SET TASK 1 |
Find each line in the records that contains the word "below", and copy those lines.
____ TEXT SHOWN
I can't adjust the terrain! LMB + RMB + Ctrl = nothing happens
The file format of the terrain heightmap is very important. If it's not G16, then you won't be able to edit it properly (if at all) with the tools. If importing your own heightmap, make sure it's 8-bit grayscale, import it, then right-click it on the 'terrain info' tab and convert it to G16.

Related Topics

External Links

Discussion

EntropicLqd: Try this thread - it uses the UDN tut as a basis and lets you know where things go wrong or stop working. http://ina-community.com/forums/showthread.php?s=&threadid=216389. Then you can fill this page in yourself :) And make it easier to follow.

Icedude:We realy need a tutoral on Deco Layers. I cant figure them out!

Tahngarth: could we integrate this with Using The Terrain Tool somehow? This part seems more a description of the tools than a step-by-step tutorial. Part I is quite important and well done tutorial, but this part seems just a tool function summary. I'm not sure what to do here, but theres bound to be some duplication going on if i finish writing that page now.
________
____ MATERIALS PROVIDED
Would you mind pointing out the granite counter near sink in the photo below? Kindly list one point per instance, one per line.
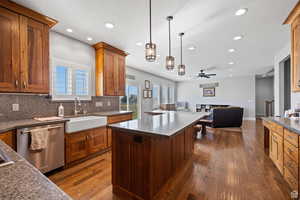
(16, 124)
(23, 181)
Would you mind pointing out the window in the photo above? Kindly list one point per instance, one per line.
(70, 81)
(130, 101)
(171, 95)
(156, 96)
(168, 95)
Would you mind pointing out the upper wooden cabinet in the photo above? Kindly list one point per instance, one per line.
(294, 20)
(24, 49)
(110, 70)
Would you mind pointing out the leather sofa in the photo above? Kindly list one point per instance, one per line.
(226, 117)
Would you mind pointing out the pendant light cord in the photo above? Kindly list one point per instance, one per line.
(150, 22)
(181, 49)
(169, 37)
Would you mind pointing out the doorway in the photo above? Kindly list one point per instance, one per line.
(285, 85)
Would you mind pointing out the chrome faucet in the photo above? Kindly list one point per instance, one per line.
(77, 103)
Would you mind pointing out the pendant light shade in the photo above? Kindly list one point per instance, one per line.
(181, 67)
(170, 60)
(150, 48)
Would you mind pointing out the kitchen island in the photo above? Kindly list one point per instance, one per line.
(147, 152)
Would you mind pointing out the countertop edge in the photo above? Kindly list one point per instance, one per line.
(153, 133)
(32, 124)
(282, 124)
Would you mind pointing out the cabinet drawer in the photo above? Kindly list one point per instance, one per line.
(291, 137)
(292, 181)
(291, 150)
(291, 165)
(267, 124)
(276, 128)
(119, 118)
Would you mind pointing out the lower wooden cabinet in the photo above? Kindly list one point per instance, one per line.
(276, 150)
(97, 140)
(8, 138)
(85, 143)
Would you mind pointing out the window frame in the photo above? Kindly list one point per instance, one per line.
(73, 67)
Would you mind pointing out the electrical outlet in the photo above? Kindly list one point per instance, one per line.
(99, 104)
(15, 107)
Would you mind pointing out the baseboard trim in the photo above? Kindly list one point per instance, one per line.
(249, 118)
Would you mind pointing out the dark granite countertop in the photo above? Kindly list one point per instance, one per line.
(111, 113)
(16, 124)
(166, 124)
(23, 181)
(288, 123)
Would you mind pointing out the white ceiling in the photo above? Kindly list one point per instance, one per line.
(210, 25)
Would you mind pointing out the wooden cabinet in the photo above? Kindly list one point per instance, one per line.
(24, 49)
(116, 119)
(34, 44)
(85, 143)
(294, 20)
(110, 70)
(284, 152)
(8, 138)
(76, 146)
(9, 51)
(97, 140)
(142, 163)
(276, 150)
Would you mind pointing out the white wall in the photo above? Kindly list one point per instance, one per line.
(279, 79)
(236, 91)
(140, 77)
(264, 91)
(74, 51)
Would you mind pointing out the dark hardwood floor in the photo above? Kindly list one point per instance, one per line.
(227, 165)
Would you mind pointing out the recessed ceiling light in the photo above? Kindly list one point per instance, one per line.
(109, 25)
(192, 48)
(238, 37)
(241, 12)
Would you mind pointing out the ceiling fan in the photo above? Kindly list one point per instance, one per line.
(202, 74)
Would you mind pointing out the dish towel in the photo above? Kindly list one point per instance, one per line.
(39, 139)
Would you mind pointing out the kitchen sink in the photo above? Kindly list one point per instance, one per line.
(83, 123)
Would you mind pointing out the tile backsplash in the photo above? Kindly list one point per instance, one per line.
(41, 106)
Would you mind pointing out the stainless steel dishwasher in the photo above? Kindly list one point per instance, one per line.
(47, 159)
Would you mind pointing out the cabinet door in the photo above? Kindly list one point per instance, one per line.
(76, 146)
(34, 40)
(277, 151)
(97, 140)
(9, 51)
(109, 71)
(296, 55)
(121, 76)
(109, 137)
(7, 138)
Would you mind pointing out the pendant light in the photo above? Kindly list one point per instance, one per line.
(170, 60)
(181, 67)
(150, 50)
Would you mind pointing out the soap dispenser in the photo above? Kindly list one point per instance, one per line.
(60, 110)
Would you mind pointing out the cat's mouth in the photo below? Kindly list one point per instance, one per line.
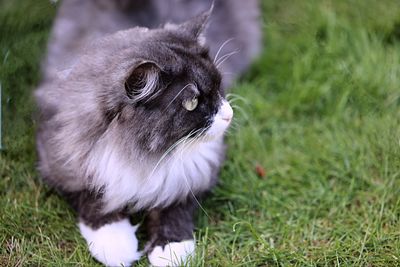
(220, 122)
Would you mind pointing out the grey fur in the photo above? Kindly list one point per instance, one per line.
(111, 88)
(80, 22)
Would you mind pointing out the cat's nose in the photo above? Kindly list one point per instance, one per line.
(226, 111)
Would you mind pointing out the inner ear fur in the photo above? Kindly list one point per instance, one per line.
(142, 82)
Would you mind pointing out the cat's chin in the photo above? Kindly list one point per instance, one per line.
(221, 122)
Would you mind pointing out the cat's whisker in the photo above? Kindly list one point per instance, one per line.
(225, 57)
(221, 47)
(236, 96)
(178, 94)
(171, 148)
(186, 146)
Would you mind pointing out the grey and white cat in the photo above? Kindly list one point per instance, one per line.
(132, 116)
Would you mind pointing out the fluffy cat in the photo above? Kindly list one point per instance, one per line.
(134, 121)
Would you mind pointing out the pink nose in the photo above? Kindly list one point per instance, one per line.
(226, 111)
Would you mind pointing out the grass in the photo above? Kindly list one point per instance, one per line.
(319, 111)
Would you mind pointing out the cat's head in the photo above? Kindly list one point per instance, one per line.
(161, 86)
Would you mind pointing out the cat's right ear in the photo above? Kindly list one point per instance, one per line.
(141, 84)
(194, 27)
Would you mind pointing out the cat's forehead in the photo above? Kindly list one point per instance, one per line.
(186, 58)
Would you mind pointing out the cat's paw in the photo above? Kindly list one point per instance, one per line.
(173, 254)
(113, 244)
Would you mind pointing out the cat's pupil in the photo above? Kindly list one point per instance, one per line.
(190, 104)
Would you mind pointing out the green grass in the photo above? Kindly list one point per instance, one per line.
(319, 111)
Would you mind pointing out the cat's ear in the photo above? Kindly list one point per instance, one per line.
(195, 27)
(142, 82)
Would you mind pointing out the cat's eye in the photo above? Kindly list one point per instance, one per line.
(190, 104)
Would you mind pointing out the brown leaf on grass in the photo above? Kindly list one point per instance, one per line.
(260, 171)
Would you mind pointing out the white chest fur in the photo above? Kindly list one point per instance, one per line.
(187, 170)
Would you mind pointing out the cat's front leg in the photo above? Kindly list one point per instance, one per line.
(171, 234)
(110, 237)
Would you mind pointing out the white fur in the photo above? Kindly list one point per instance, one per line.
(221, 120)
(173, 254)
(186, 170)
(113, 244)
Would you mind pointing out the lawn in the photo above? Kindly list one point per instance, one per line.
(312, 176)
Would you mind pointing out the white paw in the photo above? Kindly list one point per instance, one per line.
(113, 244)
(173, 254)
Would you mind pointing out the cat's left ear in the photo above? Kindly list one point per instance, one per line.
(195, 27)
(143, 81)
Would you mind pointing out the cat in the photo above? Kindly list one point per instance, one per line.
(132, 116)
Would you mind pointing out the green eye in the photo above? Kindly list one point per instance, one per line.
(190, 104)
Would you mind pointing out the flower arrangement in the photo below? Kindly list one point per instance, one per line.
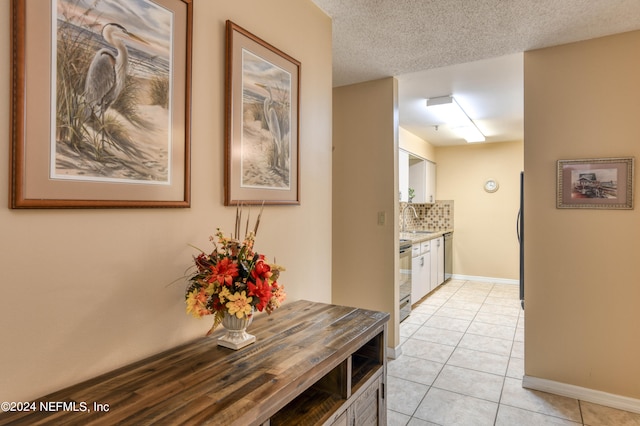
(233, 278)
________
SET TASK 2 |
In the terrain-editing text, why should an imported heightmap be converted to G16? Answer in one to three sentences.

RESULT 1 |
Would you mind pointing out the granite counter near sink in the photo below? Kindly list one point per instance, one per line.
Would you mind pointing out the cat's mouth in the photo below? Kindly list one point per instance, one per line.
Would you mind pointing out the flower arrangement in the photo below? Kindly list one point per instance, one per line.

RESULT 2 |
If a terrain heightmap is not in G16 format, it cannot be edited properly with the tools, or possibly not at all. For that reason, the text says to import an 8-bit grayscale heightmap, right-click it on the 'terrain info' tab, and convert it to G16.